* Goal *
Please write out in full the items between the lines holding "like [(270, 243)]." and "[(158, 122)]", inclusive, shifting each coordinate in the answers up by 88. Leave every other number unchanged.

-- start Data shown --

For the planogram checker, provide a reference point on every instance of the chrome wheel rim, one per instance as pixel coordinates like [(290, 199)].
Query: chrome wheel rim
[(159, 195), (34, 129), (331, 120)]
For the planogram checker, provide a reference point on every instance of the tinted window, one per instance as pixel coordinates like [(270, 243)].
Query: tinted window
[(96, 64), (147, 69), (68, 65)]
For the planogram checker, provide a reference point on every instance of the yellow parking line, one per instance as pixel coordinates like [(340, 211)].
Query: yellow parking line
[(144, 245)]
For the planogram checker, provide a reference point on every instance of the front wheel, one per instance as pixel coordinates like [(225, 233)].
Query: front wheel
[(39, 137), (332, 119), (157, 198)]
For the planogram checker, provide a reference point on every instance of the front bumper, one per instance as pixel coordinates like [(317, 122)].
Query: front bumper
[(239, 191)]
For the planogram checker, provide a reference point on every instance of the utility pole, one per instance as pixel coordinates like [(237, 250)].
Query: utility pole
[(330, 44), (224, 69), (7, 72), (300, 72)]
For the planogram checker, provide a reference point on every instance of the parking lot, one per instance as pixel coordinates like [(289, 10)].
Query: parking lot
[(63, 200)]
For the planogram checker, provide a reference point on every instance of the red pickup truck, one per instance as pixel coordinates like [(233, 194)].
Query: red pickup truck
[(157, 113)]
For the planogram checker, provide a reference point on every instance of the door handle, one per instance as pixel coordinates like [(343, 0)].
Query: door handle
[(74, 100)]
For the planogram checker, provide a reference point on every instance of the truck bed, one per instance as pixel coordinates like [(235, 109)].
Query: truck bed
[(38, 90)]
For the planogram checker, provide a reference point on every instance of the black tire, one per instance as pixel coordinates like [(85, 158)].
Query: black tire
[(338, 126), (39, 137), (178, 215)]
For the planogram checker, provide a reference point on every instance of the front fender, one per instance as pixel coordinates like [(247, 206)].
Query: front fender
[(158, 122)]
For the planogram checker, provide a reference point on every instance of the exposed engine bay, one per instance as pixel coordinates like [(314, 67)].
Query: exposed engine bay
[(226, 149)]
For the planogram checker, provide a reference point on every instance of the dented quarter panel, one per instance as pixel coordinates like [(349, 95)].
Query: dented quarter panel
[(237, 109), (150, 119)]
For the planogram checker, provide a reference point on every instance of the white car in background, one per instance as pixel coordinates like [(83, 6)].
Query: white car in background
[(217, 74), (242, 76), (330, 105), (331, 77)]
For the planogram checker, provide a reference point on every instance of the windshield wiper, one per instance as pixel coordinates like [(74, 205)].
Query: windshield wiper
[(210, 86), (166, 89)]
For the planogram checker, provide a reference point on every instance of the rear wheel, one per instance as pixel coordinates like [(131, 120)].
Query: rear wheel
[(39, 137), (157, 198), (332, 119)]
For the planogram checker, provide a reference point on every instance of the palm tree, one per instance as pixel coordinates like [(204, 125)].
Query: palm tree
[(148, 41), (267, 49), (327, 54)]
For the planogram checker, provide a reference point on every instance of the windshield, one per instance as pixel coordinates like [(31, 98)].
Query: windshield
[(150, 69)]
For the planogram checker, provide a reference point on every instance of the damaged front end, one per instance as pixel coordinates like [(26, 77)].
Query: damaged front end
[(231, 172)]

-- end Data shown --

* Solved exercise *
For the planogram checker, provide a reference point on every instance of the tinted window, one per instance as pixel coordinates like [(270, 243)].
Query: tinted window
[(184, 152), (235, 157), (156, 153)]
For the planogram checker, provide a reference point on every instance of the yellow parking line, one per instance as pixel coordinates like [(340, 211)].
Query: yellow parking line
[(232, 333)]
For the planogram checker, provide a reference point on every instance of the front wheel, one per instance as pixel coordinates like [(225, 233)].
Query: front wheel
[(127, 225), (420, 207), (245, 286)]
For the planogram checker, provide a reference point on every instance of the front bumper, one per instance as pixel coordinates like [(317, 122)].
Query: front bumper
[(327, 279)]
For the planogram checker, provide a reference point on every instance of the utility pole, one per instance as pixel coordinates like [(237, 250)].
Query: utility pole
[(418, 132), (312, 157), (95, 160), (388, 160)]
For the planogram checker, provide a reference point on every instance of the parking lot, one per instance as pixel coordinates like [(289, 10)].
Query: parking lot
[(151, 288)]
For the planogram checker, provide a reference point on every instance of the red pickup truck, one per instance as pixel coordinates like [(233, 194)].
Query: red pickup truck
[(245, 201)]
For the planogram checker, provide a reference point on every instance of the door handle, one per instance as pixel coordinates like [(343, 0)].
Query: door handle
[(162, 188)]
For the planogram checker, provide a reference point on every instance of the truck bed, one per instance as pixel coordinates like [(235, 109)].
Query: truck bed
[(126, 178)]
For the planogram checker, provide a reference point on every instance of the black tire, one per instance as pixel coordinates like [(85, 158)].
Query: black tire
[(426, 214), (127, 225), (266, 303)]
For the planogram checker, provide a reference point on every instance of the front fender, one per instance as pixel coordinates like [(247, 206)].
Query: front fender
[(246, 210)]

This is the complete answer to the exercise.